Known Fact (17 March 1977 – 12 July 2000) was a Kentucky-bred British-trained racehorse and sire. He was the leading British miler of 1980, being awarded the 2000 Guineas on the disqualification of Nureyev and defeating Kris to win the Queen Elizabeth II Stakes.

Background
Known Fact was by sire of sires In Reality and out of a Tim Tam mare named Tamerett who also produced Secrettame the dam of the champion sire Gone West. Known Fact also has a half-brother, Tentam, who won many notable US stakes like the United Nations Stakes and the Metropolitan Handicap.

Race career
Known Fact excelled on English turf despite being out of American dirt horses. He started his two-year-old season with a second place in the Mill Reef Stakes and a win in the William Hill Middle Park Stakes. He then moved into his three-year-old year with strong wins the Queen Elizabeth II Stakes and the Two Thousand Guineas Stakes along with several other notable stakes. Known Fact was voted Champion Miler in England at the end of his third year and he was retired to stand at Juddmonte Farms in Kentucky.

——————————

[Tasks for this exercise]:
1) From the Known Fact text, list every race that the horse is said to have won.
2) Carry on the Known Fact article from where it stops, keeping its style.

[Data extract]:
——————————

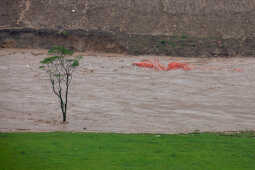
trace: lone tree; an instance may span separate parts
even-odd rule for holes
[[[63,122],[66,122],[69,87],[73,71],[82,57],[72,57],[73,51],[61,46],[51,48],[48,53],[53,56],[42,60],[40,68],[49,75],[52,91],[59,99]]]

——————————

[Answers below]:
1)
- William Hill Middle Park Stakes
- Queen Elizabeth II Stakes
- Two Thousand Guineas Stakes (the 2000 Guineas)

2)
Stud career
Known Fact was the first stallion to stand at Prince Khalid Abdullah's North American division of Juddmonte Farms. Known Fact sired around 25 stakes winners and his last standing fee was US$10,000 before he died in 2000 at the age of 23 after covering only 20 mares.

Sire of:
 Markofdistinction - European Champion Older Miler, Sire in Japan
 Warning - Winner of Gr. 1 Sussex Stakes and Gr. 1 Queen Elizabeth II Stakes
 Bold Fact - Winner of Gr. 1 Nunthorpe Stakes
 So Factual - Winner of Gr. 1 Nunthorpe Stakes
 Proud Fact – Winner of Prix Ceres

Damsire of:
 Banshee Breeze – US Champion Three Year Old Filly 
 Overarching – South African Horse of the Season (2005)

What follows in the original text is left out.